GIVEN TEXT:
>>>>

Sense of Purpose Reduces the Risk of Alzheimer’s

Seniors who say they have a greater sense of purpose and direction in their lives seem to also have a lower risk of developing Alzheimer’s disease, according to a new study from researchers at the Rush University Medical Center.
The researchers used a questionnaire to measure the seniors’ sense of purpose and then followed up with them a number of years later. They found that those who scored in the top 10 percent on the measurement were about 2.4 times more likely to stay Alzheimer’s-free than were those who scored in the bottom ten percent. In other words, seniors who agreed most with statements like “I feel good when I think of what I have done in the past and what I hope to do in the future” were much less likely to develop Alzheimer’s than were those who disagreed with the statements. They also showed a slower rate of cognitive decline.
While the mechanism behind the link isn’t yet known, the researchers suggest it may have something to do with the fact that purpose in life has also been linked to positive effects on the immune system and blood vessels. And a sense of purpose, they point out, is something that can be instilled:

In particular, these findings may provide a new treatment target for interventions aimed at enhancing health and well-being in older adults. Purpose in life is a potentially modifiable factor that may be increased via specific behavioral strategies that help older persons identify personally meaningful activities and engage in goal-directed behaviors. Even small behavioral modifications ultimately may translate into an increased sense of intentionality, usefulness, and relevance.

<<<<

SOURCE MATERIAL:

>>>>

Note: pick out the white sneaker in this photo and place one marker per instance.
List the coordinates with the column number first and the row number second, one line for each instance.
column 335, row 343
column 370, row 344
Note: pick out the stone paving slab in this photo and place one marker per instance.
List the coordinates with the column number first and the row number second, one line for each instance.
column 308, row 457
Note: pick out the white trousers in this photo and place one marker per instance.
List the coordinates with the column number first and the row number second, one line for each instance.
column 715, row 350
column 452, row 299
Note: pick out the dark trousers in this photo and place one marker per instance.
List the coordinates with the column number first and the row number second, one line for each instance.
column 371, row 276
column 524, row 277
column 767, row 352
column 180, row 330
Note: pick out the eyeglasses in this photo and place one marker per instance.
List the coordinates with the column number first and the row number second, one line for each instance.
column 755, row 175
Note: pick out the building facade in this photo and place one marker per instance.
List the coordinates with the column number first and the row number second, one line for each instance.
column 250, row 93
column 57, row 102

<<<<

TASK ITEM: Reproduce the Alzheimer's text from "Seniors who say" to "of cognitive decline.", substituting "survey" for "questionnaire".

SOLUTION BELOW:
Seniors who say they have a greater sense of purpose and direction in their lives seem to also have a lower risk of developing Alzheimer’s disease, according to a new study from researchers at the Rush University Medical Center.
The researchers used a survey to measure the seniors’ sense of purpose and then followed up with them a number of years later. They found that those who scored in the top 10 percent on the measurement were about 2.4 times more likely to stay Alzheimer’s-free than were those who scored in the bottom ten percent. In other words, seniors who agreed most with statements like “I feel good when I think of what I have done in the past and what I hope to do in the future” were much less likely to develop Alzheimer’s than were those who disagreed with the statements. They also showed a slower rate of cognitive decline.